> **Required task**: Copy the lines below verbatim, from the line with "pedestrian listed here." to the line with "235), (450, 233)]", both included.
○ ○ ○ ○
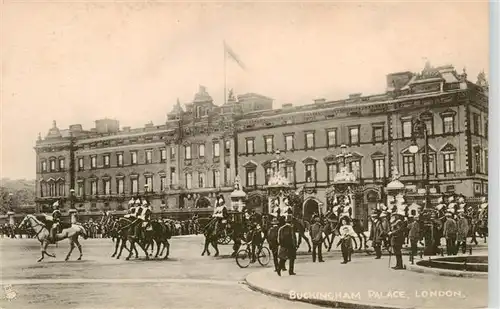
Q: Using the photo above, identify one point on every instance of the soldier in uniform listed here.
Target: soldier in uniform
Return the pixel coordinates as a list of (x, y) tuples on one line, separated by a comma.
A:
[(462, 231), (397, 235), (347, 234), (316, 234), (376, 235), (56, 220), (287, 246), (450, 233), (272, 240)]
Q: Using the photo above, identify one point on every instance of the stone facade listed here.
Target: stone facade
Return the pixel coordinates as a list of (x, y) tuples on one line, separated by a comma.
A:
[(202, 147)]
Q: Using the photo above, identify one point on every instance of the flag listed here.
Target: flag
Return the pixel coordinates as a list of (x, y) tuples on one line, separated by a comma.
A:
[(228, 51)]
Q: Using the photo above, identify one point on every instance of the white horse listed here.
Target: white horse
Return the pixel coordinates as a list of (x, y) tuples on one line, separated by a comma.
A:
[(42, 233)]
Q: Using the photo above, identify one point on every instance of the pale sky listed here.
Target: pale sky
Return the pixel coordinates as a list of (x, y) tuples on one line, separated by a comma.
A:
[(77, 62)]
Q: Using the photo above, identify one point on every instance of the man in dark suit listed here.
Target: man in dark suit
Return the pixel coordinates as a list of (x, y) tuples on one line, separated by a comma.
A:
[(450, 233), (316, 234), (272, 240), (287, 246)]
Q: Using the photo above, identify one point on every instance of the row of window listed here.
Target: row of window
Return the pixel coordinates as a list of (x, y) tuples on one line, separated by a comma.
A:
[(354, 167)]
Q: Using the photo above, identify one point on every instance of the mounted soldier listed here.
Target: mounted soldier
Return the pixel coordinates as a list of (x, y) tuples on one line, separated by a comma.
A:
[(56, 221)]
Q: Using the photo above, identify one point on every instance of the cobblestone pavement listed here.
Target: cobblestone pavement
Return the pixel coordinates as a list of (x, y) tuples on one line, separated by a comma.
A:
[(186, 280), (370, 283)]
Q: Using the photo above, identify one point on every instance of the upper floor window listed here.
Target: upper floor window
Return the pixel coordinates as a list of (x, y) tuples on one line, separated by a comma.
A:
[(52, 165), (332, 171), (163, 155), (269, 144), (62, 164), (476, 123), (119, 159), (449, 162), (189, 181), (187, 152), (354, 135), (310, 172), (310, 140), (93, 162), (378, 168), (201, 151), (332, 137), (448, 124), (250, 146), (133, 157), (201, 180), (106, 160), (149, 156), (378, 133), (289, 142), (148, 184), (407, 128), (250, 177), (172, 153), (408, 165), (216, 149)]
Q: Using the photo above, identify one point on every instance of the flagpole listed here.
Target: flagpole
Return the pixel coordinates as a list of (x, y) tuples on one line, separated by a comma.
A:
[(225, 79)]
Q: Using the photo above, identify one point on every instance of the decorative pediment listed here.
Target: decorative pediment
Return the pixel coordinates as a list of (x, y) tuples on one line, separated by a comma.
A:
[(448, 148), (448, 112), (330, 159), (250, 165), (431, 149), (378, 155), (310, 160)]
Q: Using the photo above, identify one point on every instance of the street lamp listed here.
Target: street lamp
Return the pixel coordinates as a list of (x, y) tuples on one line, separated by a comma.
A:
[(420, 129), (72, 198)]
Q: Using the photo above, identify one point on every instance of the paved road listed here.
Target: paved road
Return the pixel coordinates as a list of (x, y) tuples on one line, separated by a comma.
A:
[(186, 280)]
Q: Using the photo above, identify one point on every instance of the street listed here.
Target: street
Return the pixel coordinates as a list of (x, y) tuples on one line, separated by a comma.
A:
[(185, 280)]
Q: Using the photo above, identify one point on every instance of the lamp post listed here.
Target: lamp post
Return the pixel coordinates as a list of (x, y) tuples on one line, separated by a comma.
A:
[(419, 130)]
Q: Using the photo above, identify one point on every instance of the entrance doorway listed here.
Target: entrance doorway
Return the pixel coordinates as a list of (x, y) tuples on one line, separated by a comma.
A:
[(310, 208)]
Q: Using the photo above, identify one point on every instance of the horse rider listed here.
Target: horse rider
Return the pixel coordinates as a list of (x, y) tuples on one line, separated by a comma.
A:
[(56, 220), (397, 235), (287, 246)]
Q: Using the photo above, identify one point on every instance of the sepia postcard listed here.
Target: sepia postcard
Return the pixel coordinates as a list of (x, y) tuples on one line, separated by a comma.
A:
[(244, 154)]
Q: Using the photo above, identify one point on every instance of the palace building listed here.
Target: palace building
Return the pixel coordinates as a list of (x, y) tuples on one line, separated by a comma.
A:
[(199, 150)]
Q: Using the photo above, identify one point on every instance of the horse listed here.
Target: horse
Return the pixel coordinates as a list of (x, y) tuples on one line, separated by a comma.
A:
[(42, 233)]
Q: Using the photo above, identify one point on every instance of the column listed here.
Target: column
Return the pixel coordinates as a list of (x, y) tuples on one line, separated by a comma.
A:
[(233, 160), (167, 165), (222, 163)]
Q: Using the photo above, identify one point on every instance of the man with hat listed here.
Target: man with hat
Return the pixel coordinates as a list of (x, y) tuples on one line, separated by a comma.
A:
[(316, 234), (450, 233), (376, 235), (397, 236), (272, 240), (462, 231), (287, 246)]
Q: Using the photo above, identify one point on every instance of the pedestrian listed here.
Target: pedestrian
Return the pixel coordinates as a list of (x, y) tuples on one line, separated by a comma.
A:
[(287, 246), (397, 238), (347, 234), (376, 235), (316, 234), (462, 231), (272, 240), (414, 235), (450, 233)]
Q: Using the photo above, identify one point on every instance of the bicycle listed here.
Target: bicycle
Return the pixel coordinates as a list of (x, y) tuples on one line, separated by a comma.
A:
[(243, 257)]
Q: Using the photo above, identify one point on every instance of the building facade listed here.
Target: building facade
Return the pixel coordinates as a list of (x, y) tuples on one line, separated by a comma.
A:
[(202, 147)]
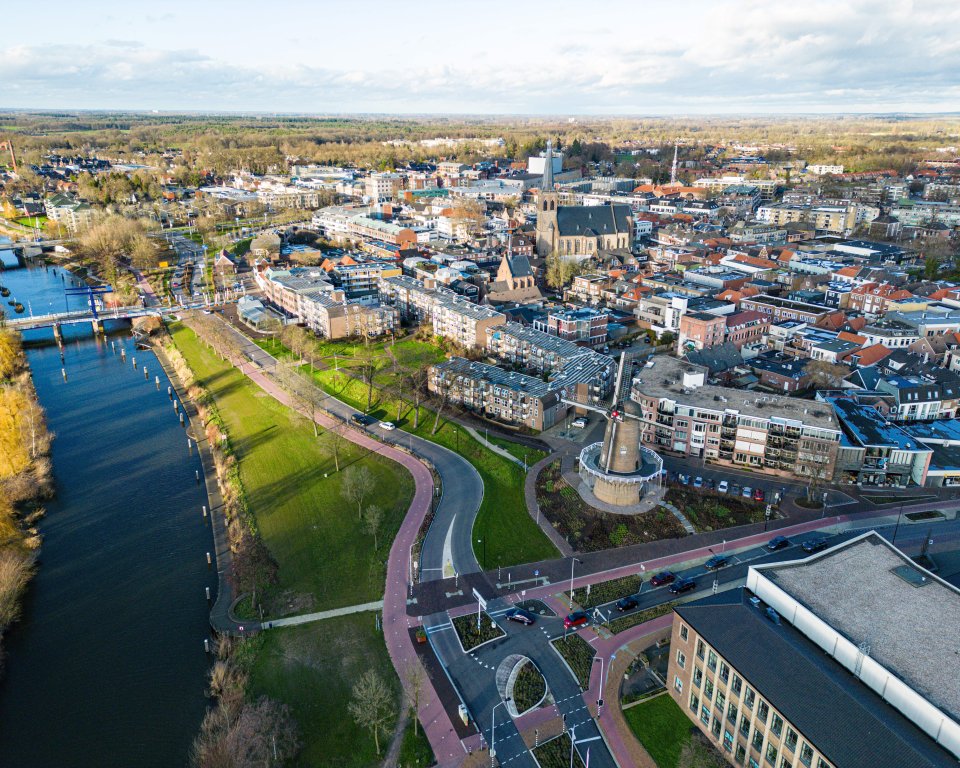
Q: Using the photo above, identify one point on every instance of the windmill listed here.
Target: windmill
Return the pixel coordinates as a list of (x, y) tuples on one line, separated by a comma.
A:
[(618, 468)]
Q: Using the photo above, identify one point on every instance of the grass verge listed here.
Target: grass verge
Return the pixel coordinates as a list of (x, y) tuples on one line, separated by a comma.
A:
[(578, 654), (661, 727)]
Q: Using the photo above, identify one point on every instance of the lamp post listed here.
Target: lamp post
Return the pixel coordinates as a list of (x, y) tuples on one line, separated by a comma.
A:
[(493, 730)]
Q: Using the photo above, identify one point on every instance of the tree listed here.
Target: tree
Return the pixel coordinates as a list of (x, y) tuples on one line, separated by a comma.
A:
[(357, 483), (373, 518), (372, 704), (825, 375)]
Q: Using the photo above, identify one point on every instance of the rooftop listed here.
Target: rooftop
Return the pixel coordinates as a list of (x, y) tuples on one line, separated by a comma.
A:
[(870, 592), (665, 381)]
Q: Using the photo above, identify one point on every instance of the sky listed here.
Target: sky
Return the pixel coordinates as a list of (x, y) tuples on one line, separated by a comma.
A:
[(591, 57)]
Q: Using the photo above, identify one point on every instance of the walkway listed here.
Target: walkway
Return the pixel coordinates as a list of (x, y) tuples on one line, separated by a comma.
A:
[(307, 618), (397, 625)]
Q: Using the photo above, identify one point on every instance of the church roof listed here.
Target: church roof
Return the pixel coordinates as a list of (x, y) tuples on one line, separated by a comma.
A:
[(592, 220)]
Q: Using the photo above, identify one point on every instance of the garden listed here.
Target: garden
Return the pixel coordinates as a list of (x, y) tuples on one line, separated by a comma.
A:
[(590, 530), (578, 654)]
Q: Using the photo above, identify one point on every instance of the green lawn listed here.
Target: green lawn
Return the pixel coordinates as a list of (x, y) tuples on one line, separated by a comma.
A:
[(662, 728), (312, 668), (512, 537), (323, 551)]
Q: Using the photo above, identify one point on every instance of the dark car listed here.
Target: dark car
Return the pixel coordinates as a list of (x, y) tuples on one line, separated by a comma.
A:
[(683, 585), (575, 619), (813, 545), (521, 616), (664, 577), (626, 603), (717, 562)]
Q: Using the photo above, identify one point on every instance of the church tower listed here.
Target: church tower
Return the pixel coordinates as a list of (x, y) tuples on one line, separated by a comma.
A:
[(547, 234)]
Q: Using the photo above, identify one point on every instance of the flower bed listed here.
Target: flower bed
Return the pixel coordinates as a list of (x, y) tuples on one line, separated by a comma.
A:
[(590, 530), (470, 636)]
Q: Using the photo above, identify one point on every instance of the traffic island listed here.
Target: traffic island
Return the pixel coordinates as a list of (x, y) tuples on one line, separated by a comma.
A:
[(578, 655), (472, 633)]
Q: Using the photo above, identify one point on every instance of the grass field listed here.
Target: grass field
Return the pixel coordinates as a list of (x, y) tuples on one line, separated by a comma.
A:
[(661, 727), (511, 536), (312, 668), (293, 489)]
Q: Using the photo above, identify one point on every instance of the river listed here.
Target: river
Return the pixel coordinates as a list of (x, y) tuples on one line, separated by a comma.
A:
○ ○ ○ ○
> **Expected answer**:
Q: Using the photo above, identify one point on every instance of the pedestrian listed here.
Target: pedestrian
Return the pixel coordinates as a list of (x, y) tuples on one line, separated by a comma.
A:
[(287, 246), (397, 238), (347, 234), (376, 235), (316, 234), (462, 231), (272, 240), (414, 235), (450, 233)]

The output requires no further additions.